Given problem >> Quote all of the data that follows exactly as written, skipping the images.

start Task material

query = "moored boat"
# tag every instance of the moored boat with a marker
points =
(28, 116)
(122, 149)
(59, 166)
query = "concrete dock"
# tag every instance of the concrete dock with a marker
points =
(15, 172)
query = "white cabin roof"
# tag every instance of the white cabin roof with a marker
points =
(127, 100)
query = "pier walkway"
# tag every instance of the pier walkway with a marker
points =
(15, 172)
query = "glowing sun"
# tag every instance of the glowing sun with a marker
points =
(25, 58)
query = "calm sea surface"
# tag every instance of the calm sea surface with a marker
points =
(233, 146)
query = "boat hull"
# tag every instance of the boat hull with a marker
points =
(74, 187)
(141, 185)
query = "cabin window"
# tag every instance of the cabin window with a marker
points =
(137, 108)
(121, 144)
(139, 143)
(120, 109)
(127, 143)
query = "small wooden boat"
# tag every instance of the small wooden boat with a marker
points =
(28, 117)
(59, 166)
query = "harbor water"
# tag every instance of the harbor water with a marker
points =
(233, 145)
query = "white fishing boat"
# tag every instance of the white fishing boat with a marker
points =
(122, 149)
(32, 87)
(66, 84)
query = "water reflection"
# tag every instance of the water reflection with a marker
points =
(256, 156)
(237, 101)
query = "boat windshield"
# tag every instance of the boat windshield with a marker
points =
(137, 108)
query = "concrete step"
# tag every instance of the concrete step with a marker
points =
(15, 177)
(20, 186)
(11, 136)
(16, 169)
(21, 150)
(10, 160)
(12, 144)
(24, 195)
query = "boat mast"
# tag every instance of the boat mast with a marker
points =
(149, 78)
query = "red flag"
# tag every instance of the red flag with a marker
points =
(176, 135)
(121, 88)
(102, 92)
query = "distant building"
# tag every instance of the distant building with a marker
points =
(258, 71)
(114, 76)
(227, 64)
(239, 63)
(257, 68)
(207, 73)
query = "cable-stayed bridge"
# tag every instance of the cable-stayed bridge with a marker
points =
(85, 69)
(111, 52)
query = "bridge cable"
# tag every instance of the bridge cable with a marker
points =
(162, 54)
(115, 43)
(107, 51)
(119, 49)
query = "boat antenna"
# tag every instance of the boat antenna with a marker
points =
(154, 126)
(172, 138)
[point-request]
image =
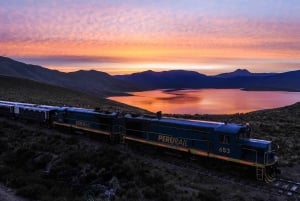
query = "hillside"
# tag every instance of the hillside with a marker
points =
(48, 165)
(23, 90)
(92, 82)
(289, 81)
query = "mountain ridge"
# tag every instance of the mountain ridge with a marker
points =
(103, 85)
(92, 82)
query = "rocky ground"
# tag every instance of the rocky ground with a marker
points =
(46, 164)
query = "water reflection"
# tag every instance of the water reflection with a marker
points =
(208, 101)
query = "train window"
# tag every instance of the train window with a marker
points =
(224, 139)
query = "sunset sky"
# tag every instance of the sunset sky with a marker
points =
(124, 36)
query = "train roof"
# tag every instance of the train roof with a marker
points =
(89, 111)
(228, 128)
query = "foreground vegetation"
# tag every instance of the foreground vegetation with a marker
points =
(49, 165)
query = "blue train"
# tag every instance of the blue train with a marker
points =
(223, 141)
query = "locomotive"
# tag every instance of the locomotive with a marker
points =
(219, 140)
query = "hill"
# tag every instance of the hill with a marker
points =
(92, 82)
(23, 90)
(242, 73)
(48, 165)
(289, 81)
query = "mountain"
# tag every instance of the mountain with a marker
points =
(242, 73)
(24, 90)
(170, 79)
(92, 82)
(289, 81)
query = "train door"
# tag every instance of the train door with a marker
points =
(224, 145)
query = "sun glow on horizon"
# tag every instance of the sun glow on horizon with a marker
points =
(120, 37)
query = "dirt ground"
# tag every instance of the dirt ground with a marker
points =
(7, 194)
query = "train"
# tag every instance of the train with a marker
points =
(219, 140)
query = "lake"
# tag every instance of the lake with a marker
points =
(208, 101)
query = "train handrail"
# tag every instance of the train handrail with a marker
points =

end Task material

Full output >>
query = "moored boat"
# tag every instance of the moored boat with a marker
points =
(28, 116)
(122, 149)
(59, 166)
query = "concrete dock"
# tag every instance of the concrete dock with a marker
points =
(15, 172)
query = "white cabin roof"
# tag every instance of the white cabin roof with a marker
points =
(127, 100)
query = "pier walkway"
# tag every instance of the pier walkway with a marker
points =
(15, 172)
query = "glowing sun"
# tag every instance of the glowing sun with a marker
points =
(25, 58)
query = "calm sea surface"
# tag every instance of the calm sea surface with a marker
points =
(233, 146)
query = "boat hull"
# tag every instance of the boat hull with a marker
points =
(74, 187)
(141, 185)
query = "cabin window"
# tag every instance of the cabin window with a marker
points =
(137, 108)
(121, 144)
(139, 143)
(120, 109)
(127, 143)
query = "small wooden boat"
# tag every instance of the small wooden boat with a marker
points =
(28, 117)
(59, 166)
query = "harbor water"
# tag every instance of the harbor water with a marker
points =
(233, 145)
query = "white fishing boat"
# tag every instance of the white fishing boat with a marker
points =
(122, 149)
(32, 87)
(66, 84)
query = "water reflection"
# tag every instance of the water reflection with a marker
points =
(256, 156)
(237, 101)
query = "boat windshield"
# tag every instance of the boat windshield with a marker
points =
(137, 108)
query = "concrete step"
# tag every instance of the concrete step with a marker
points =
(15, 177)
(20, 186)
(11, 136)
(16, 169)
(21, 150)
(10, 160)
(12, 144)
(24, 195)
query = "boat mast"
# tag every instance of the boat mast with a marker
points =
(149, 78)
query = "red flag"
# tag every instance of the red flag with a marker
points =
(176, 135)
(121, 88)
(102, 92)
query = "distant building"
# tag every instance of the distant building with a marker
points =
(258, 71)
(114, 76)
(227, 64)
(239, 63)
(257, 68)
(207, 73)
query = "cable-stayed bridge"
# tag every instance of the cable-stayed bridge with a marker
points =
(85, 69)
(111, 52)
query = "bridge cable"
# tag every instance of the bridge cable with a marker
points =
(162, 54)
(115, 43)
(107, 51)
(119, 49)
query = "boat antenna"
# tag every instance of the boat antenna with a marker
points =
(154, 126)
(172, 138)
[point-request]
image =
query = "hillside"
# tag every instance of the hillside with a marker
points =
(48, 165)
(23, 90)
(92, 82)
(289, 81)
query = "mountain ridge"
# tag every instance of the mountain ridge with a marker
points =
(103, 85)
(92, 82)
query = "rocky ground"
# tag every instance of the rocky ground with a marker
points =
(46, 164)
query = "water reflection"
# tag every instance of the water reflection with a marker
points =
(208, 101)
query = "train window"
# tag every instance of the train window with a marker
points =
(224, 139)
query = "sunset sky"
# tag every instance of the sunset sky with a marker
points =
(124, 36)
query = "train roof"
# tag every instance of the train roof with a marker
points =
(89, 111)
(228, 128)
query = "foreground vegetation"
# tag every instance of the foreground vegetation with a marker
points =
(49, 165)
query = "blue train"
# tag every instance of the blue train with a marker
points =
(223, 141)
query = "locomotive"
# tag every instance of the locomotive with a marker
points =
(219, 140)
query = "hill"
# tag every instance of the hill with a marker
points =
(92, 82)
(23, 90)
(242, 73)
(48, 165)
(289, 81)
query = "mountain"
# tag every instance of the mountain with a marker
points =
(242, 73)
(24, 90)
(170, 79)
(92, 82)
(289, 81)
query = "train door"
# tag every instance of the train door with a marker
points =
(224, 145)
query = "sun glow on horizon"
# tag every instance of the sun glow on horizon with a marker
points =
(120, 37)
query = "dirt ground"
# tag every instance of the dirt ground with a marker
points =
(7, 194)
query = "train"
# tag every instance of the train with a marker
points =
(219, 140)
query = "lake"
# tag every instance of the lake with a marker
points =
(208, 101)
query = "train handrail"
# tag every instance of the train handrail with a marker
points =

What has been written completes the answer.